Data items
=== Begin Enclosure ===
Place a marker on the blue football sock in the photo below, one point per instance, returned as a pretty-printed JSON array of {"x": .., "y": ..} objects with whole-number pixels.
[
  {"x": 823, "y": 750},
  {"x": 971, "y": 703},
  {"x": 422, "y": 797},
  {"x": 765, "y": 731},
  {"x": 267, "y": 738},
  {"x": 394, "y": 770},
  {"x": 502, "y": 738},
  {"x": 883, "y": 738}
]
=== End Enclosure ===
THE TASK
Copy the records above exactly as written.

ANSWER SPACE
Place a marker on the blue football sock in the photo below, one point per instance, returned as a pretty-printed JSON array of {"x": .., "y": ..} objects with whole-number pixels.
[
  {"x": 823, "y": 750},
  {"x": 971, "y": 703},
  {"x": 422, "y": 797},
  {"x": 765, "y": 731},
  {"x": 267, "y": 738},
  {"x": 394, "y": 770},
  {"x": 502, "y": 738},
  {"x": 883, "y": 738}
]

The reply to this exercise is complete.